• TASK DESCRIPTION
Output exactly the lines from the one with "Locate the orange" to the close of the records below, first and last included.

• DATA IN THIS EXERCISE
=== Section Start ===

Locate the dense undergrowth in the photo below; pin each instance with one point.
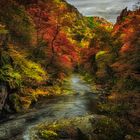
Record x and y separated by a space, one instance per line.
42 42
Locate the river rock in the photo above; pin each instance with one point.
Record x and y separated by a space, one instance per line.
11 129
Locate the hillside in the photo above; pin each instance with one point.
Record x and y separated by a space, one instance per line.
43 42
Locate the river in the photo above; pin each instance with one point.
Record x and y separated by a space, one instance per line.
80 102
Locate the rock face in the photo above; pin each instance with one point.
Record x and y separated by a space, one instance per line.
11 129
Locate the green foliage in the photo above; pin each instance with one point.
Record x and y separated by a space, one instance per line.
17 21
100 54
10 76
29 70
107 129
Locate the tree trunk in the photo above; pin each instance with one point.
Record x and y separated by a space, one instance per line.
3 95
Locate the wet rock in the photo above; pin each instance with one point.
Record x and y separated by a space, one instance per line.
11 129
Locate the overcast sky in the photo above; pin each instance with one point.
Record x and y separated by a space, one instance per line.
109 9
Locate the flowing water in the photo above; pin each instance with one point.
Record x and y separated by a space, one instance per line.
81 101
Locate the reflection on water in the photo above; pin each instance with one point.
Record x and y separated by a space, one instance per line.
68 106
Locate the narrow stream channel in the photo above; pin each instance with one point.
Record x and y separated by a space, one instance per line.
80 102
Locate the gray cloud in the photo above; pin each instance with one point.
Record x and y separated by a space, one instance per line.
108 9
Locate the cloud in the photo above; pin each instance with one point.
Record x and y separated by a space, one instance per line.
108 9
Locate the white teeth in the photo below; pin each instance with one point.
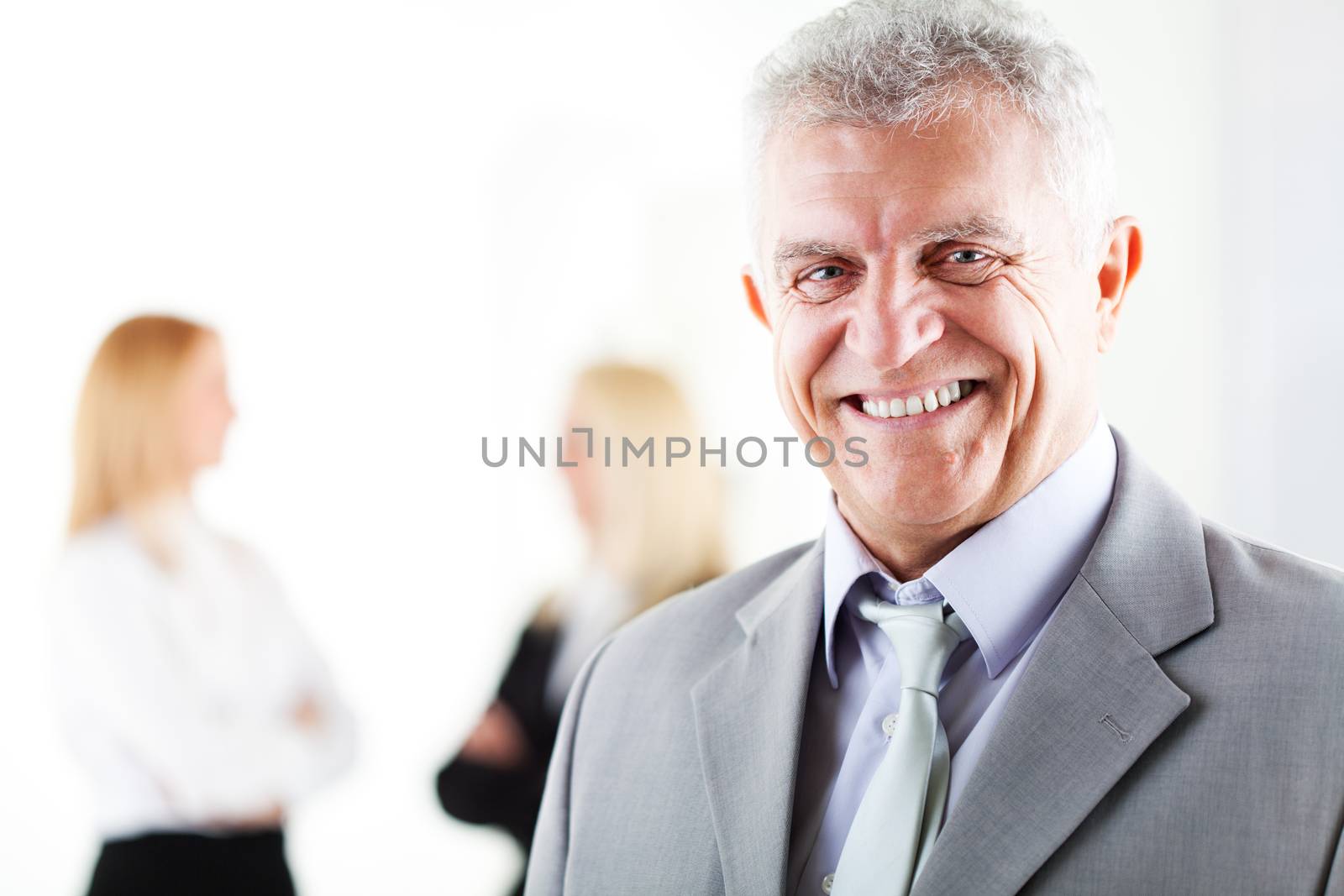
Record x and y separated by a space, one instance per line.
931 401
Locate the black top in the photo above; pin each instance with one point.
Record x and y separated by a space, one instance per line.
511 799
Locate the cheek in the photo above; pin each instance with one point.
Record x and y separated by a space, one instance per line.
806 336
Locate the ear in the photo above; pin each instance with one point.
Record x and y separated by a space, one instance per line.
754 296
1124 254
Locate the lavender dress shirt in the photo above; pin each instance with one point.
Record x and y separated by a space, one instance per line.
1005 582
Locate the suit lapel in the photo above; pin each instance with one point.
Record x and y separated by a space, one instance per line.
1092 699
749 723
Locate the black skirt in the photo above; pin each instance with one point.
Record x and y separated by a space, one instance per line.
176 862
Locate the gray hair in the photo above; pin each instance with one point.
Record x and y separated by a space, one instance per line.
893 62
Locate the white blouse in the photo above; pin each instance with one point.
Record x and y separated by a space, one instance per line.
179 689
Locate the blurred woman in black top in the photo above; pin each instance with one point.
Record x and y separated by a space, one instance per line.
652 532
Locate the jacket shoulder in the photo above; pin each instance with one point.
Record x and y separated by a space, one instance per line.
679 638
1245 570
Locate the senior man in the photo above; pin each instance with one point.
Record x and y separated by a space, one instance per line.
1015 660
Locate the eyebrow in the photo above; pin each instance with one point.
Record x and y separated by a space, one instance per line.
988 228
991 228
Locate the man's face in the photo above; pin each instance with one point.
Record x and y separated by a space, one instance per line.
873 296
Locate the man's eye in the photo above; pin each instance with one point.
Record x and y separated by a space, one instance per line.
830 271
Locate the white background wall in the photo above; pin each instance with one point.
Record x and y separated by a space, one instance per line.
413 221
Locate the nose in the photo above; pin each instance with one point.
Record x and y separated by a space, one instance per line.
887 329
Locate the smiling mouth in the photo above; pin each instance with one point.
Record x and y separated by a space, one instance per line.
927 402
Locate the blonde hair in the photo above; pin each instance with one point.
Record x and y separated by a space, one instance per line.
660 528
125 443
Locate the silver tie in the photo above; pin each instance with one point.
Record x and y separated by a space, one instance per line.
900 810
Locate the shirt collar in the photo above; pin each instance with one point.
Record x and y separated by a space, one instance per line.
1007 577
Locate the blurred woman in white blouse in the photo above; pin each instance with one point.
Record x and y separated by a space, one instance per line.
188 691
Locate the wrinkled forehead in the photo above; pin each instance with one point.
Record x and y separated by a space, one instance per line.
880 187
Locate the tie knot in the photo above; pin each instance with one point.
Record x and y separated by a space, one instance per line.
922 638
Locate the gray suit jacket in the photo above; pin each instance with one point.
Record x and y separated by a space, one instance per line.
1178 731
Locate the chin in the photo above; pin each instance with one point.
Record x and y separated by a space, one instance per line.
913 497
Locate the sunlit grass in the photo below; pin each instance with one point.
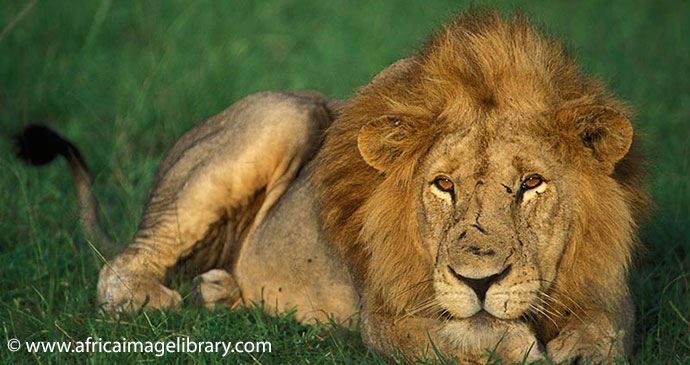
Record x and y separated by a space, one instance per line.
125 79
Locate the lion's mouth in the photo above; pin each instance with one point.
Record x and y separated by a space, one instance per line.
481 315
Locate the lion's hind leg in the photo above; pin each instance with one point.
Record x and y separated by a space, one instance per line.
211 190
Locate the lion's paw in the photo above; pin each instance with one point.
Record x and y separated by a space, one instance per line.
120 290
215 288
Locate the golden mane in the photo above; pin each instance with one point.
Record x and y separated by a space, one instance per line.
490 63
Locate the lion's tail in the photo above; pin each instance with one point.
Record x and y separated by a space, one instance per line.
39 145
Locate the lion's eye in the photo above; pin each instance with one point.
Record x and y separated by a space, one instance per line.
531 182
444 184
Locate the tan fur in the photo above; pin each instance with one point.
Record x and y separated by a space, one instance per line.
487 265
488 99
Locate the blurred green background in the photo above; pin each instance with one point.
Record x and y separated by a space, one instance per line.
124 79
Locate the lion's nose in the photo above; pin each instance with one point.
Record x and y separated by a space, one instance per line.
481 285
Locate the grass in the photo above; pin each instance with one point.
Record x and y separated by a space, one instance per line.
125 79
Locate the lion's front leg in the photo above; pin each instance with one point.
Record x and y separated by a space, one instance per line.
467 341
593 337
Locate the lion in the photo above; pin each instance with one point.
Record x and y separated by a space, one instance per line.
477 199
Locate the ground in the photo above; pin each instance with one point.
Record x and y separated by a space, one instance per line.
125 79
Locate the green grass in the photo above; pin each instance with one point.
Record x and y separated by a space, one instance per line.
125 79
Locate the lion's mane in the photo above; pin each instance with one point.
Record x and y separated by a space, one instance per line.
371 218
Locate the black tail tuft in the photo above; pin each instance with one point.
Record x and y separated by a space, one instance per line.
38 145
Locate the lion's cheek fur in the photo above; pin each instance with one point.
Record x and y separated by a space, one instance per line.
400 265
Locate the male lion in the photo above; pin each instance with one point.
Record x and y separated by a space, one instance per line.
479 197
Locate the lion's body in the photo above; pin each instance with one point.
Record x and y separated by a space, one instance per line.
479 194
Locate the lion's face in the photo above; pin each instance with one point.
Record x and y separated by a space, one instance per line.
493 214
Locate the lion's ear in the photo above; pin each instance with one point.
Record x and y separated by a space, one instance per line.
604 130
382 142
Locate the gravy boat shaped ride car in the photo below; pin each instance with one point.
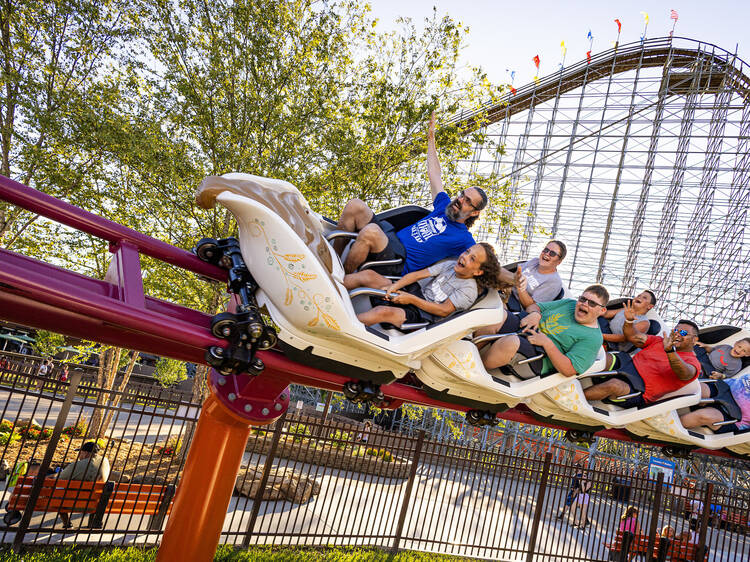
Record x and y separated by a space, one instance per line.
300 279
667 426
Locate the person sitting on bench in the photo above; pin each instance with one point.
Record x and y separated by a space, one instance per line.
735 390
436 291
89 468
664 364
566 332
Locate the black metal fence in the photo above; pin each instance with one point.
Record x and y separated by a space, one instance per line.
309 481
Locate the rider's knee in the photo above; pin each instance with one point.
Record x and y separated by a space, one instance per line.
371 234
355 208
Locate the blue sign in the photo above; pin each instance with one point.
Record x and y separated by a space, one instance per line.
657 465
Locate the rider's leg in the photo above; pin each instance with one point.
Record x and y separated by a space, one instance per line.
366 278
389 314
608 389
500 352
354 217
371 239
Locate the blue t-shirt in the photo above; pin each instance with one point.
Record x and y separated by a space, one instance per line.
740 389
434 238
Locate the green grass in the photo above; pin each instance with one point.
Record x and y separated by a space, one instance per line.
226 554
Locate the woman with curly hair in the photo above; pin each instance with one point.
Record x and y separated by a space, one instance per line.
430 293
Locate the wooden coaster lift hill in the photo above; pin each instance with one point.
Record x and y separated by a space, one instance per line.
116 311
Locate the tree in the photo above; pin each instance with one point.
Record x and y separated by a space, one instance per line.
108 400
170 371
48 343
61 87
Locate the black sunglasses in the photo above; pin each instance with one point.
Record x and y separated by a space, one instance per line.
462 195
584 300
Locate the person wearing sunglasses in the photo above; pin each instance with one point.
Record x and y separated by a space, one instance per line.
664 364
566 332
442 234
612 322
537 280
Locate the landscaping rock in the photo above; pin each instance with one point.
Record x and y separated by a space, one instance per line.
285 484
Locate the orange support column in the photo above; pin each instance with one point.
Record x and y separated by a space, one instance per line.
236 404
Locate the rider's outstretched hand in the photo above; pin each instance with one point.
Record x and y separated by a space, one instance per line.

=== Section End ===

• SOLUTION
Locate the orange support column in the photo above; pin each instance with one point.
Record x and y separated by a space, one instance per line.
236 404
Locate the rider's outstretched hand in the photo above; pin each instance with one point.
Record x and y separated by a space, one instance per line.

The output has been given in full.